• [REQUIRED TASK]: Rewrite the lines from the start through the line containing "[[290, 0, 439, 183]]", replacing "JSON arrays" with "JSON lists" and changing nothing else.
═════ EXERCISE MATERIAL
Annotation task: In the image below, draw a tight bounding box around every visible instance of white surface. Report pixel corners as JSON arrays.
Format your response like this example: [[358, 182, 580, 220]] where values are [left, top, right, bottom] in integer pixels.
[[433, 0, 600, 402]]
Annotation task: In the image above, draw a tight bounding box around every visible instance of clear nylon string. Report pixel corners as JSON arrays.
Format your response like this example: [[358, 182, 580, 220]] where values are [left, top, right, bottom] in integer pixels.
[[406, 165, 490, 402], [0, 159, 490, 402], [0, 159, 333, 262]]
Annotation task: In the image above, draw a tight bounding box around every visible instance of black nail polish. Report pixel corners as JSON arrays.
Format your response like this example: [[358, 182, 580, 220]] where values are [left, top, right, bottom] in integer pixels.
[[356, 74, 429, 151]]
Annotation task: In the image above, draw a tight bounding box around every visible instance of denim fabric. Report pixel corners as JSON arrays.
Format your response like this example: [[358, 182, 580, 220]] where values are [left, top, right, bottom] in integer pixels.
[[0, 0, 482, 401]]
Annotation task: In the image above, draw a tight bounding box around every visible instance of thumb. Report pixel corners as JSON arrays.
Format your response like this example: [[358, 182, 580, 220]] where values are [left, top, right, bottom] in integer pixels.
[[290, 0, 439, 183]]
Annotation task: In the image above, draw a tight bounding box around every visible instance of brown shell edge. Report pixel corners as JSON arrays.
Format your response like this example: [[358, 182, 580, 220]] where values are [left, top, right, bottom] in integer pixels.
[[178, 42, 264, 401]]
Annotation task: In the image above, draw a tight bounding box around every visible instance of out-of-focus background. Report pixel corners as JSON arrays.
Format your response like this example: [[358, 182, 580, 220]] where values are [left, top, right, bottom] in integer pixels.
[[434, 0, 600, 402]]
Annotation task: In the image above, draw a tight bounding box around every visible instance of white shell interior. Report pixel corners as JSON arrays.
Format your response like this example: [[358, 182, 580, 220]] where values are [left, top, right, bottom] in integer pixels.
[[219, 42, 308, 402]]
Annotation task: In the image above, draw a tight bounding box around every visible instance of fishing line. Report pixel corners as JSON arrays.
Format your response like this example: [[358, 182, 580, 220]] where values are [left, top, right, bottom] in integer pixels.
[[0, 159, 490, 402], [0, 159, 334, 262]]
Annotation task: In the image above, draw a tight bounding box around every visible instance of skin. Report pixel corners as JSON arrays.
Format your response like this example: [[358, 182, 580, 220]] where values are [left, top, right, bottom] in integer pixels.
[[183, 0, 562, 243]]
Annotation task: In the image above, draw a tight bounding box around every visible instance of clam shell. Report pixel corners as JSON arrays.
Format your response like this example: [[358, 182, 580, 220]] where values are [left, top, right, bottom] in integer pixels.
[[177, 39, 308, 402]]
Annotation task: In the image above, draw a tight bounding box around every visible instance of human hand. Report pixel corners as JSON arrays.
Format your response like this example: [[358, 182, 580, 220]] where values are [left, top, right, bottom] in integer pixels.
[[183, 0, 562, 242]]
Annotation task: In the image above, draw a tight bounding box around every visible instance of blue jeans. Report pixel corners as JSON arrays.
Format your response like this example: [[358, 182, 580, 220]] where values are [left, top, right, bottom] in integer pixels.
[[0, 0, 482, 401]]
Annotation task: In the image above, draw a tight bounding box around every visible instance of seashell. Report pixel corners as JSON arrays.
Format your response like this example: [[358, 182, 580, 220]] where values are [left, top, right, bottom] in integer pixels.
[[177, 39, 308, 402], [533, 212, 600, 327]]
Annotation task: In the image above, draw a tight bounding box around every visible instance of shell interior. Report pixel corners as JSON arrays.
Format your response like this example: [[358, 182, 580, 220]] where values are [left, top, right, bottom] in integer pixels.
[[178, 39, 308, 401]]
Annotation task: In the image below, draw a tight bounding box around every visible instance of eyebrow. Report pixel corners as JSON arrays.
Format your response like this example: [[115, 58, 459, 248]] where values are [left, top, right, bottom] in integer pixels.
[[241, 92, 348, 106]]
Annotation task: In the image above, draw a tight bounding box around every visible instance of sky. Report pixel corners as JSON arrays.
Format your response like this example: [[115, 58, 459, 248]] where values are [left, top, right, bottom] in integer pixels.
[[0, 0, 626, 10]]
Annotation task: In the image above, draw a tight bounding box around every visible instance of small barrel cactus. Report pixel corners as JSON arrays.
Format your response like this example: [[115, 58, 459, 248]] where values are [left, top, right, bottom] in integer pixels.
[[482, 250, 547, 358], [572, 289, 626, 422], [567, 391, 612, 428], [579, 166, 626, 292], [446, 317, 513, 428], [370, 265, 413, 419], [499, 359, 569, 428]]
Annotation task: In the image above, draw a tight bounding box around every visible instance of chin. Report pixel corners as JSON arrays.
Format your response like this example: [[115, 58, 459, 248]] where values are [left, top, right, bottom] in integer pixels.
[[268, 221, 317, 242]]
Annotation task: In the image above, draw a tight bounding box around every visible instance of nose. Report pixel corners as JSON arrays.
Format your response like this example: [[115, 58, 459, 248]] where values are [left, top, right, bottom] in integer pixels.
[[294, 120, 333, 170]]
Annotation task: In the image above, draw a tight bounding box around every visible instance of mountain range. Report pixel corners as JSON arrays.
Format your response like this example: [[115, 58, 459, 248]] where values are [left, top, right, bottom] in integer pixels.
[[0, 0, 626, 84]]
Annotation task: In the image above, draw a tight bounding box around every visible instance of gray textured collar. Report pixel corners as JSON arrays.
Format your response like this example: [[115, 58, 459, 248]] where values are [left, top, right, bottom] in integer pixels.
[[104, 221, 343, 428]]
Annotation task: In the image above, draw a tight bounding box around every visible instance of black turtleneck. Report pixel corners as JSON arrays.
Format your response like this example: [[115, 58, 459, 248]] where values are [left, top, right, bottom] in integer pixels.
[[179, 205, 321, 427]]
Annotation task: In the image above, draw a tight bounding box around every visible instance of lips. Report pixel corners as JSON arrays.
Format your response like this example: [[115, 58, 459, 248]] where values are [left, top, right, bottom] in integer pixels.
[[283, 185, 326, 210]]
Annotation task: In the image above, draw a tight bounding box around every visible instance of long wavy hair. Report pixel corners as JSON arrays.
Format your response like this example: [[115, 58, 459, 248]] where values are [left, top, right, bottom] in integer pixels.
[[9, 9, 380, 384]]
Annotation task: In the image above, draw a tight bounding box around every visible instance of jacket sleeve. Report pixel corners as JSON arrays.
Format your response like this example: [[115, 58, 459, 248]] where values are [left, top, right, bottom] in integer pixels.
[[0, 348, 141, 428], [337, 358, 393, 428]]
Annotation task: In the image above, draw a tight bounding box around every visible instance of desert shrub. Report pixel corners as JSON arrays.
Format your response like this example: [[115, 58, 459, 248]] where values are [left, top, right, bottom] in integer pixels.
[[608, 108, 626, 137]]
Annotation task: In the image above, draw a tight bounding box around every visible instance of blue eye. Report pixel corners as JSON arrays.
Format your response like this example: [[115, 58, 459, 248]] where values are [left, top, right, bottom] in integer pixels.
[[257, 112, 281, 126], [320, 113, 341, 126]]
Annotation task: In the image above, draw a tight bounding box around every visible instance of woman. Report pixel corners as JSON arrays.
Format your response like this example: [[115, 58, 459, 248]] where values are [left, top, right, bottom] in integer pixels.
══════════
• [WORKED SOLUTION]:
Annotation task: In the image below, draw a tight bounding box around every visible instance of white surface. Report pixel corners as JSON lists.
Format your response like this example: [[358, 182, 580, 220]] where values are [left, top, right, bottom] in integer pixels.
[[433, 0, 600, 402]]
Annotation task: In the image above, draw a tight bounding box around every visible instance of clear nylon string. Report pixel corners as JSON lists.
Format your response like this example: [[358, 182, 580, 220]] where values are [left, top, right, bottom] in integer pixels.
[[406, 165, 490, 402], [0, 159, 490, 402], [0, 159, 333, 262]]
Annotation task: In the image above, draw a tight bounding box around every visible instance of black nail polish. Report pixel corners as JSON lists.
Format your response like this example: [[358, 182, 580, 220]] where values are [left, top, right, bottom] in integer pixels.
[[356, 74, 429, 151]]
Annotation task: In the image above, draw a tight bounding box around every visible instance of denim fabric. Report pixel corners as JSON lists.
Format your response like this example: [[358, 182, 580, 220]] where values are [left, top, right, bottom] in integer pixels.
[[0, 0, 482, 401]]
Annotation task: In the image above, draw a tight bounding box around every visible instance of thumb. Report pixel corners as JSON lists.
Format your response like this example: [[358, 182, 580, 220]] where values are [left, top, right, bottom] in integer pixels.
[[290, 0, 439, 183]]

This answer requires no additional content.